Source records:
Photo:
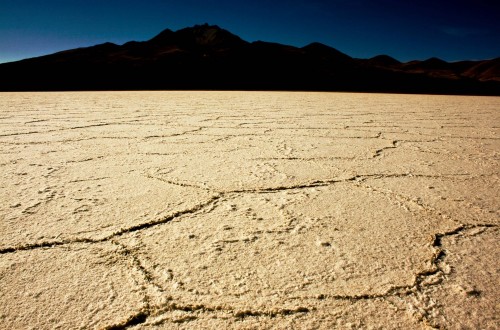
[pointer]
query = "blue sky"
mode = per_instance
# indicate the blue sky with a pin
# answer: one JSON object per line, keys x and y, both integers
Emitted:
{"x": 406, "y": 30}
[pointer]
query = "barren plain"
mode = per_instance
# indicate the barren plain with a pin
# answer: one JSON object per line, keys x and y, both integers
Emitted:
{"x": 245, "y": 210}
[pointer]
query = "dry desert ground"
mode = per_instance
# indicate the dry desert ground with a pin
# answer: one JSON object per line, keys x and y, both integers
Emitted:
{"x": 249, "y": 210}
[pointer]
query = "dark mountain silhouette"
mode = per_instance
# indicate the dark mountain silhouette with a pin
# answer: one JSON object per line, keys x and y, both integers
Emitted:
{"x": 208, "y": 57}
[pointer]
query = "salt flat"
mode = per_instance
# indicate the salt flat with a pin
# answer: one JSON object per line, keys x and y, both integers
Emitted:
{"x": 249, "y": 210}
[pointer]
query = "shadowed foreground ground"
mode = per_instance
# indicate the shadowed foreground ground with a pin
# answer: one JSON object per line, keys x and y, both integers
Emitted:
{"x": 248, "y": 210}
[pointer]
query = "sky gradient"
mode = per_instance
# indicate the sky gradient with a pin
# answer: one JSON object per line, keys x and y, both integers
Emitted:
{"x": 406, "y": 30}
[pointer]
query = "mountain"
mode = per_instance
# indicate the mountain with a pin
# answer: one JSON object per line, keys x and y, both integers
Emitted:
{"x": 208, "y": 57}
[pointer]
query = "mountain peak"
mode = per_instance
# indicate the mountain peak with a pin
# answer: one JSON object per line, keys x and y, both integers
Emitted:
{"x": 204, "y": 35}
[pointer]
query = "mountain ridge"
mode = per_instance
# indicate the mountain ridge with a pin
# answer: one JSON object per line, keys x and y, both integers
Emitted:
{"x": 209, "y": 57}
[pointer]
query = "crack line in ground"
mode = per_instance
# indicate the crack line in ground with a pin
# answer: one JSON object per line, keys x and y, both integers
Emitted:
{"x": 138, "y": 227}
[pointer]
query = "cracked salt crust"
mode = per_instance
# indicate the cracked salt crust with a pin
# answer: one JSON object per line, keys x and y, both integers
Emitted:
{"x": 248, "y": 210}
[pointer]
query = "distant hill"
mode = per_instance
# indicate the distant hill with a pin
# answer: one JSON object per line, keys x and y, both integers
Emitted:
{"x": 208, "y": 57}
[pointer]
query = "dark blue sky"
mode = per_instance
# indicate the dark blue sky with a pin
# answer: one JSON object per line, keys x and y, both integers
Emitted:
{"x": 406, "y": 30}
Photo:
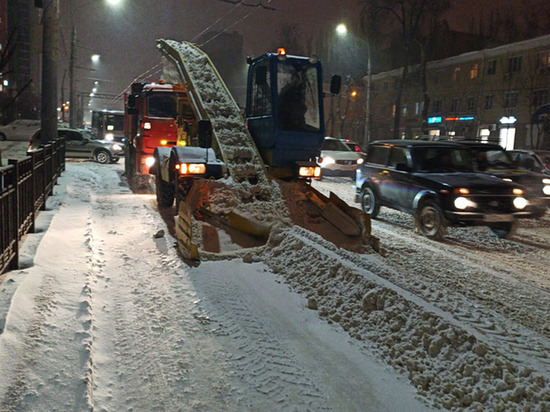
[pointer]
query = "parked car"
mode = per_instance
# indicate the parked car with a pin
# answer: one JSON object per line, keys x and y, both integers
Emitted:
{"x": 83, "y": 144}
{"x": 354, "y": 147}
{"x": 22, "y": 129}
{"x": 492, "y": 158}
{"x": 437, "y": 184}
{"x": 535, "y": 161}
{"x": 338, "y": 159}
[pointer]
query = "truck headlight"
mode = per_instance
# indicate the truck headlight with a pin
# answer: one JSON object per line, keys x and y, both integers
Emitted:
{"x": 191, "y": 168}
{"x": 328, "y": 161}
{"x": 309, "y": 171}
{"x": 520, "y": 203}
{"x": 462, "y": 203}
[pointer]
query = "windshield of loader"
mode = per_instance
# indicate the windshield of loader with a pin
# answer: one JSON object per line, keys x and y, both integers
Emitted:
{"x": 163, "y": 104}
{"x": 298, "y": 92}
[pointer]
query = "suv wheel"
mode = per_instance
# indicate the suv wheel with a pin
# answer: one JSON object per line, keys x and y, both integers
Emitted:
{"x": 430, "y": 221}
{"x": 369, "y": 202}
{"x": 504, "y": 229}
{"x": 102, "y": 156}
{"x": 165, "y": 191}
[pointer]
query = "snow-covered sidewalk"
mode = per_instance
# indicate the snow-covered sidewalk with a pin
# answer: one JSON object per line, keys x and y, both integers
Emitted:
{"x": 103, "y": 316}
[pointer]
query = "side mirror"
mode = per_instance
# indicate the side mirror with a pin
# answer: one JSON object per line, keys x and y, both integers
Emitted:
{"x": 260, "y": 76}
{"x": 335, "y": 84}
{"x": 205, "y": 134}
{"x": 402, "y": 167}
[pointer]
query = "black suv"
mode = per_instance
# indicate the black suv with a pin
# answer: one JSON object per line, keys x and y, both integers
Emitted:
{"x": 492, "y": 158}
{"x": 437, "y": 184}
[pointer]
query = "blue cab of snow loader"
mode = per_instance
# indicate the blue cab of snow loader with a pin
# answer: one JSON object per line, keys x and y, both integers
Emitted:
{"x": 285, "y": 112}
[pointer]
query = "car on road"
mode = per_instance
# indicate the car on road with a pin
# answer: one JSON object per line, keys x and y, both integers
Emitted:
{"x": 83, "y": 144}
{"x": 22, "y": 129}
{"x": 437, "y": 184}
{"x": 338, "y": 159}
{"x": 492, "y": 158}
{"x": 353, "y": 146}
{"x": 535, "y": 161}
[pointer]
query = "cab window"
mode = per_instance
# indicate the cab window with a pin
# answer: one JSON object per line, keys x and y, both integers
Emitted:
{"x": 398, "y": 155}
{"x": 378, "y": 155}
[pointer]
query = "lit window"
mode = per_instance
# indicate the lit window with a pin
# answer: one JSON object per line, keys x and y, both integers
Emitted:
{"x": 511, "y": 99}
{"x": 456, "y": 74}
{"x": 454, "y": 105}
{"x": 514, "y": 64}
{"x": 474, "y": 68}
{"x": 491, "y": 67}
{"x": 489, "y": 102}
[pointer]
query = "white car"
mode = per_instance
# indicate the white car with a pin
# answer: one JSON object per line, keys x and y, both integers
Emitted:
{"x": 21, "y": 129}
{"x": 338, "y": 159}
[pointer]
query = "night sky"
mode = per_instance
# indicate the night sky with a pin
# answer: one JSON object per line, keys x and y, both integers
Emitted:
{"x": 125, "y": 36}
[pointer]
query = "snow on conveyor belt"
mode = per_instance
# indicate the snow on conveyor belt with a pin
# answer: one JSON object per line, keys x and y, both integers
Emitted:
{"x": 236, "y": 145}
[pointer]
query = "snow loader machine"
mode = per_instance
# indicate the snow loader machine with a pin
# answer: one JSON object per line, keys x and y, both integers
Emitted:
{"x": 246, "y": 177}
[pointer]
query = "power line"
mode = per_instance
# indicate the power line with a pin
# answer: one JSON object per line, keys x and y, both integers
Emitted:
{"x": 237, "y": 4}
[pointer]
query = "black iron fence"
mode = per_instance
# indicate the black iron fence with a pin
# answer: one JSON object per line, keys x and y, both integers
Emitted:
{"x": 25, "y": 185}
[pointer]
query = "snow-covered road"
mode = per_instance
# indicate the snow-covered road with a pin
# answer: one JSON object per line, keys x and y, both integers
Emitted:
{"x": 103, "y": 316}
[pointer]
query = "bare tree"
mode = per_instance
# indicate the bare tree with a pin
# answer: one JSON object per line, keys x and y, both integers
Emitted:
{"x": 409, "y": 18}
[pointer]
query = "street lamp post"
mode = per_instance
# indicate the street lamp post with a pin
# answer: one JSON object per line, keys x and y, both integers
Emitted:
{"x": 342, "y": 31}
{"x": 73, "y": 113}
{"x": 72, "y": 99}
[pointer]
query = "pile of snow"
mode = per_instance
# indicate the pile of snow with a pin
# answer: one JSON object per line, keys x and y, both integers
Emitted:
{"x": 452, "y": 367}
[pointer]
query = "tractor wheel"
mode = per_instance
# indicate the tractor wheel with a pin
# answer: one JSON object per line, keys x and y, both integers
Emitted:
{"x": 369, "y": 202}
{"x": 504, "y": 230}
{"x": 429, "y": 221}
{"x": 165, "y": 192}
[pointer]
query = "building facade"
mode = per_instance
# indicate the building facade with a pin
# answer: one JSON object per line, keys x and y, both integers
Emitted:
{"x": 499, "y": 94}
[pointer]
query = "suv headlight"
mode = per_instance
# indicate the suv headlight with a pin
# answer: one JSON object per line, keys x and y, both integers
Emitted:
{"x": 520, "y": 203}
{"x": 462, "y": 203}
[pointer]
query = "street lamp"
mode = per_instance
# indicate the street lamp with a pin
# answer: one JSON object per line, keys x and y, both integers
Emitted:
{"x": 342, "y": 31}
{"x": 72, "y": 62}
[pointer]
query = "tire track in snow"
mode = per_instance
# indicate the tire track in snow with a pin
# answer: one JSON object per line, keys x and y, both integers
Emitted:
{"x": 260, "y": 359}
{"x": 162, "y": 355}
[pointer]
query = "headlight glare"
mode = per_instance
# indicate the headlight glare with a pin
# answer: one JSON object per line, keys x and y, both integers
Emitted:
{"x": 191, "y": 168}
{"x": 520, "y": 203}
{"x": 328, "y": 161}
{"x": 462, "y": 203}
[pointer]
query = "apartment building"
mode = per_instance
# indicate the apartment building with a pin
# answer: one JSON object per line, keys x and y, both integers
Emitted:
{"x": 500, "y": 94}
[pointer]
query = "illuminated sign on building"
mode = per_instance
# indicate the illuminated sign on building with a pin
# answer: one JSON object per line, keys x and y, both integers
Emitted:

Your objective: Return every line of the data above in which "covered" appears.

Task result:
query = "snow-covered sidewalk"
# indicate the snow-covered sidewalk with a pin
query = "snow-covered road"
# indicate the snow-covered road with a pin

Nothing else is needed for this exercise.